* What you will do
Revise everything from the line containing "Query: car side window" down to the end of the entries, replacing "instance" with "object" throughout and leaving all else unchanged.

Object position labeling entries
■ ■ ■ ■ ■

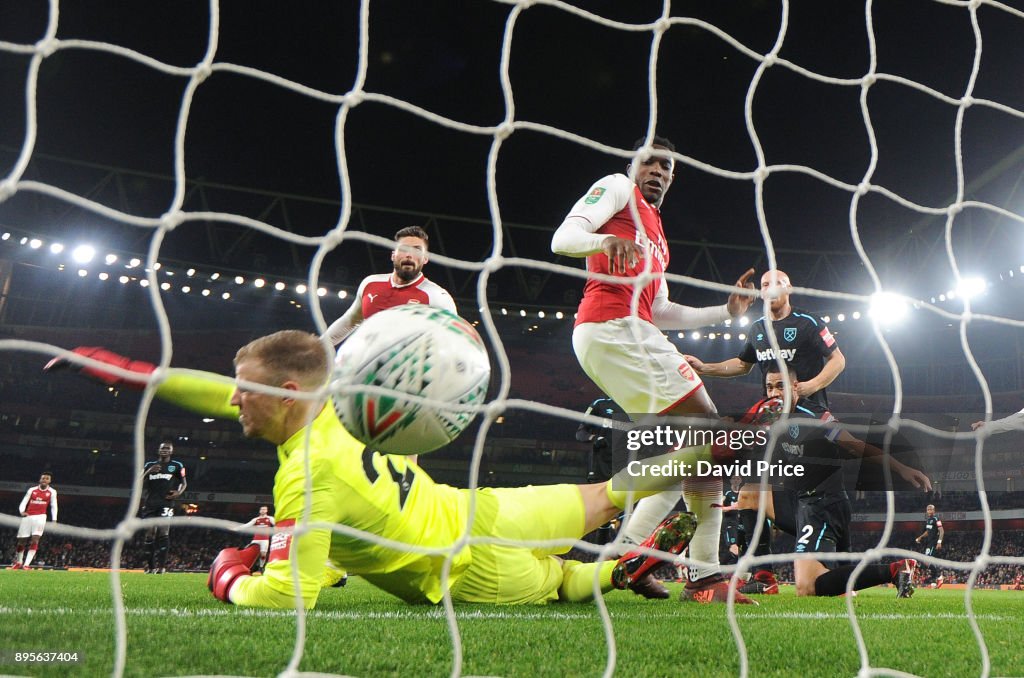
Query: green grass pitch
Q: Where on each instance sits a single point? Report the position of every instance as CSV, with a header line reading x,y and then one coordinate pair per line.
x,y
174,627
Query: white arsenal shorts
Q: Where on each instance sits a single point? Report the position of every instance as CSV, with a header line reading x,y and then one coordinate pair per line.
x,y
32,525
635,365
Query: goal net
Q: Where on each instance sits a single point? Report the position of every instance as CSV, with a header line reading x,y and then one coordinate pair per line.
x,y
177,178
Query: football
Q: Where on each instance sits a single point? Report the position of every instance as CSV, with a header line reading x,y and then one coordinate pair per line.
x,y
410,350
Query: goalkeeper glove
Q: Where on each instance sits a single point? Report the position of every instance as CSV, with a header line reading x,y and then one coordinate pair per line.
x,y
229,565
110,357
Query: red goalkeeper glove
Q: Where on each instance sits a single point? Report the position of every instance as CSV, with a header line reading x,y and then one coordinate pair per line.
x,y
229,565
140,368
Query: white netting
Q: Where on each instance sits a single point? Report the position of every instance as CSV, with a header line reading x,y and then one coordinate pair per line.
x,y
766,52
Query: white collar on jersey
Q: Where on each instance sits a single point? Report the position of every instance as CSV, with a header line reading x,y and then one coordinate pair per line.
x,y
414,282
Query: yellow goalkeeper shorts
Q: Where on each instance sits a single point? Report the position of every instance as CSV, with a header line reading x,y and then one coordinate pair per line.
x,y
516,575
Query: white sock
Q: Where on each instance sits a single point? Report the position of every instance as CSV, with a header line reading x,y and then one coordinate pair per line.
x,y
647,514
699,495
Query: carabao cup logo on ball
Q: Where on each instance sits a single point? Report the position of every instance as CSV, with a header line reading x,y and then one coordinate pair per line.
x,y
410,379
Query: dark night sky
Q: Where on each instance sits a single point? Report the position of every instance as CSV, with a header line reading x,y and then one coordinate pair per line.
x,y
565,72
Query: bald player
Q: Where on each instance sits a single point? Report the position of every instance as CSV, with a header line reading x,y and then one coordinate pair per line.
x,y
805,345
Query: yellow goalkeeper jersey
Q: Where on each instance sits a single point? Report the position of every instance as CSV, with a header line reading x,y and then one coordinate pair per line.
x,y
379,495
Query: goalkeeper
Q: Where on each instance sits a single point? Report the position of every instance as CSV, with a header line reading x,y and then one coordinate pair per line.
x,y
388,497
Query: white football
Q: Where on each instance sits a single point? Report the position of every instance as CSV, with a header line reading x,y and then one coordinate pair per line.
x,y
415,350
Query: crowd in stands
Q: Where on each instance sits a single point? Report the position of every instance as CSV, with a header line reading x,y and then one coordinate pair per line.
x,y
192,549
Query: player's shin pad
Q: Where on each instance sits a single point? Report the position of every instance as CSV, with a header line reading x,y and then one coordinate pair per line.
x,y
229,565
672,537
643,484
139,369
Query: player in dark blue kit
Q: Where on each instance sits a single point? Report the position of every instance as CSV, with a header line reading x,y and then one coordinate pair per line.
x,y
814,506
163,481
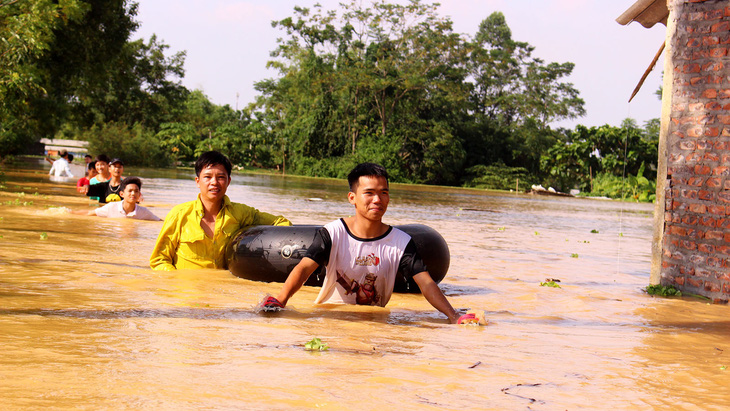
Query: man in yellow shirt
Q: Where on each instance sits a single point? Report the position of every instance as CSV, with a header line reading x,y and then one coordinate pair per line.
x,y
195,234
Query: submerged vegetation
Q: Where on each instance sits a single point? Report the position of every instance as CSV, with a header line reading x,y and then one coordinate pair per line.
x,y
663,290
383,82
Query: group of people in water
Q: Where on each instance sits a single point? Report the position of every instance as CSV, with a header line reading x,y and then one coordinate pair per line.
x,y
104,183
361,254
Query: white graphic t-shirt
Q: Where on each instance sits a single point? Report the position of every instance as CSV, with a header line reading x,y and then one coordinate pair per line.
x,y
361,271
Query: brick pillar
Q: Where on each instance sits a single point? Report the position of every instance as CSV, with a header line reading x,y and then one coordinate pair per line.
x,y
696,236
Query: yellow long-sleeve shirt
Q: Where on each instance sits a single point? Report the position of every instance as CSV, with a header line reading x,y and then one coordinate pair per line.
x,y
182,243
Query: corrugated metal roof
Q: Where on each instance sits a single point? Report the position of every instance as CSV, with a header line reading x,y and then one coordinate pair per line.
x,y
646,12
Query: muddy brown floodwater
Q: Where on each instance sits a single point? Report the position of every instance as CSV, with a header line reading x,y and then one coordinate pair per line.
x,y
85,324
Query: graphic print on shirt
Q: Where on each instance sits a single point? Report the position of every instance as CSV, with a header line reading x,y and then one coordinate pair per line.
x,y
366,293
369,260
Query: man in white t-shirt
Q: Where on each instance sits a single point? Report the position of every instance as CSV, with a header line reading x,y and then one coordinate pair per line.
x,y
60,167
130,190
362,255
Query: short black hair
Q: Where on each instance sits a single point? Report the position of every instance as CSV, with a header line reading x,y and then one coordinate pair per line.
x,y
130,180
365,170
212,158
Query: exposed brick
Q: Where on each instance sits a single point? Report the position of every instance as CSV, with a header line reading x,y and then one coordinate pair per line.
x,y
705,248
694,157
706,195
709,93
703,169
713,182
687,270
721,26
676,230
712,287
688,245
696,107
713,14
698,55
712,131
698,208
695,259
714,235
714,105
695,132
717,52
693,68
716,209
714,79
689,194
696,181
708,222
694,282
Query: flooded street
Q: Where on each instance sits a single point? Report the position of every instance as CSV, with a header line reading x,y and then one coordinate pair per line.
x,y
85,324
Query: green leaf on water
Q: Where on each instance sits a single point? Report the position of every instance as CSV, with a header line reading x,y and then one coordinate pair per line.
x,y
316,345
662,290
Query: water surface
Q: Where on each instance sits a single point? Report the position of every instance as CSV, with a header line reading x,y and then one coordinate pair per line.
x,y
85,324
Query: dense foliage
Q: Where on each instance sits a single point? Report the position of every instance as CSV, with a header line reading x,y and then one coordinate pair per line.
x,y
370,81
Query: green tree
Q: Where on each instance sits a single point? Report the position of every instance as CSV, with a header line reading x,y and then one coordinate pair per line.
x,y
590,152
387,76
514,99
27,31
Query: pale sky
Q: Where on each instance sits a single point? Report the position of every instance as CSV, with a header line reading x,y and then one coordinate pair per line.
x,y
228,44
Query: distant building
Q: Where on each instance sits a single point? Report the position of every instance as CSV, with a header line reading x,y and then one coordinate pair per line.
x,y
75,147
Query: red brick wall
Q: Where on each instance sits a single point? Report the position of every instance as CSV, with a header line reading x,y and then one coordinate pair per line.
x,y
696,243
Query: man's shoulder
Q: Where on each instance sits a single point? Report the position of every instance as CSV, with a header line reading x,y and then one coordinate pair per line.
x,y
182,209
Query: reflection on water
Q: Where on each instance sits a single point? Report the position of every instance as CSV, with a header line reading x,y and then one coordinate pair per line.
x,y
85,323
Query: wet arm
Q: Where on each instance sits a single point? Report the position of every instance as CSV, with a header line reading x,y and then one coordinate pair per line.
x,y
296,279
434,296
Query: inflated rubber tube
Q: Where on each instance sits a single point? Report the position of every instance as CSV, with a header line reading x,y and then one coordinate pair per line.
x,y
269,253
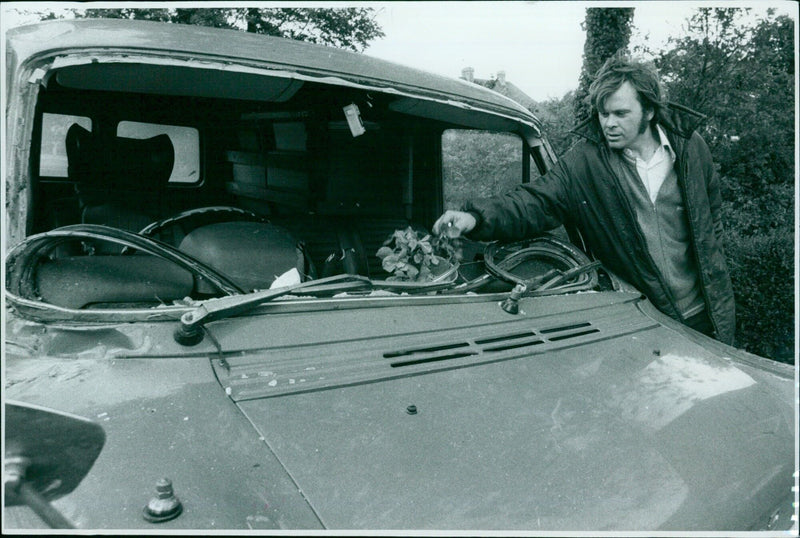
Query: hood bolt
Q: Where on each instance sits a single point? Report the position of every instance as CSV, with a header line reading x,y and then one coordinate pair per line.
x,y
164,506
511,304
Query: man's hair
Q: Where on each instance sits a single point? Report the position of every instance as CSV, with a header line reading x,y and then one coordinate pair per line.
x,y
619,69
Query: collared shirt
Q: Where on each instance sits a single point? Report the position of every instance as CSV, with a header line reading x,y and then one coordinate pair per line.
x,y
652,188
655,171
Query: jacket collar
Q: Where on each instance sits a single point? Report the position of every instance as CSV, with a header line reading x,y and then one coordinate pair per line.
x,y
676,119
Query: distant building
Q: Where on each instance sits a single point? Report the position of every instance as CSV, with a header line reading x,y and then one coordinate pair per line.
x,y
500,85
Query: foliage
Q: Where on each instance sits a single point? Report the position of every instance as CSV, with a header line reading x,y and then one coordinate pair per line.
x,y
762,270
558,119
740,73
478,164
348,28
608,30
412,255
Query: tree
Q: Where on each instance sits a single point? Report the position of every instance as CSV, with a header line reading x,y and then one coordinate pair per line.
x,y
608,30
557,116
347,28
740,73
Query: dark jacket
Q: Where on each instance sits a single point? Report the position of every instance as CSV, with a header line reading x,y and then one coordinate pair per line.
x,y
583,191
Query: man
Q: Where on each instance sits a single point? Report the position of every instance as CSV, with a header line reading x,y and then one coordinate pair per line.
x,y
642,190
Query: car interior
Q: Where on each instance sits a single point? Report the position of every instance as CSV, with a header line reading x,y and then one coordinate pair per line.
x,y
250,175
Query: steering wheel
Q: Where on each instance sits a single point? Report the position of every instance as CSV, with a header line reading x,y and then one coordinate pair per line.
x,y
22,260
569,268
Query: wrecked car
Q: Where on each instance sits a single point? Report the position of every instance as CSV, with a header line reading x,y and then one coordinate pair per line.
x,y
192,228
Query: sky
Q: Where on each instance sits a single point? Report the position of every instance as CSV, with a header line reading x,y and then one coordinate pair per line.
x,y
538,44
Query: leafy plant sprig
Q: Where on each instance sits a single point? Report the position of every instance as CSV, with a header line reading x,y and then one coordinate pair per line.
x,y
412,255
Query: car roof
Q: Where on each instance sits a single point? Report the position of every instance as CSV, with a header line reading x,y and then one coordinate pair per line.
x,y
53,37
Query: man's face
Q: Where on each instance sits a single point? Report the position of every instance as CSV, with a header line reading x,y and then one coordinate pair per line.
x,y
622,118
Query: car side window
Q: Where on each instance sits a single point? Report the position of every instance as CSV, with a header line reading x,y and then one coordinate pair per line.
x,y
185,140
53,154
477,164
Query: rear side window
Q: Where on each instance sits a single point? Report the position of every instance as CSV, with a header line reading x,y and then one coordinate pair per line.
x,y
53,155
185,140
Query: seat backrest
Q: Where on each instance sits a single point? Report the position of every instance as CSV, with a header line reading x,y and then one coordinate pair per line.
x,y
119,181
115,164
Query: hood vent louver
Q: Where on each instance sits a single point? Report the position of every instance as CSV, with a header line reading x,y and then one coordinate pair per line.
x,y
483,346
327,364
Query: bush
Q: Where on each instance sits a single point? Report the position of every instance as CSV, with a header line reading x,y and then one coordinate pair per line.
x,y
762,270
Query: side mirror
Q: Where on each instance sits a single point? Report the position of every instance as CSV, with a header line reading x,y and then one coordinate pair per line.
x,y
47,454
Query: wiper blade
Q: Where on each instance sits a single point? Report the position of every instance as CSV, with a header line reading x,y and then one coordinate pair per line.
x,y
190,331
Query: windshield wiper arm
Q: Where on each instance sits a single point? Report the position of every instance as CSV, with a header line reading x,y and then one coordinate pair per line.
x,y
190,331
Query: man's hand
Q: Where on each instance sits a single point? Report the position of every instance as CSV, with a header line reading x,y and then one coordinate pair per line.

■ ■ ■ ■ ■

* The answer
Query: car side window
Q: Where on each object sits a single point? Report the position of every object as CSV, with a header line reading x,y and then one coordinate pair per line.
x,y
185,140
53,154
477,164
Query: rear side window
Q: Where on each object sits a single point? Report the position of every object as CSV, with a header line reading x,y and then one coordinate pair per line.
x,y
53,155
185,140
Query: seat backrest
Q: Where on each object sits a single point? Report the position of every object as CSV, with a header line reading x,y and then one coordinate pair per line.
x,y
119,181
115,164
Query: hood vent louver
Q: Where on each object sits a single point? Report the position of every object as CSV, with a header line reading x,y and then one coordinate pair per line.
x,y
483,346
327,364
Query: bush
Q: Where on each object sits a single point? Report the position of every object as CSV, with a header line reading x,y and then one coordinate pair per line.
x,y
762,270
Query: side mirror
Q: Where on each object sits a single point? Report the position of every object as CSV, with a header line reading x,y and then one coordinate pair per line.
x,y
47,454
Query: wiper blade
Q: Where on each object sits a single point? Report the position of every object as CSV, with a header line reading x,y and then one coordinate pair per line.
x,y
190,331
Query: windshield wiper arm
Q: Where on each object sits a single point? Report the position of every object as CSV, with a header line reading x,y and then one coordinate pair per line.
x,y
190,331
Query: man's hand
Q: Where on each object sits a single point? Report the position of every object as CSV, with a header line reading x,y and then one coordinate pair per line.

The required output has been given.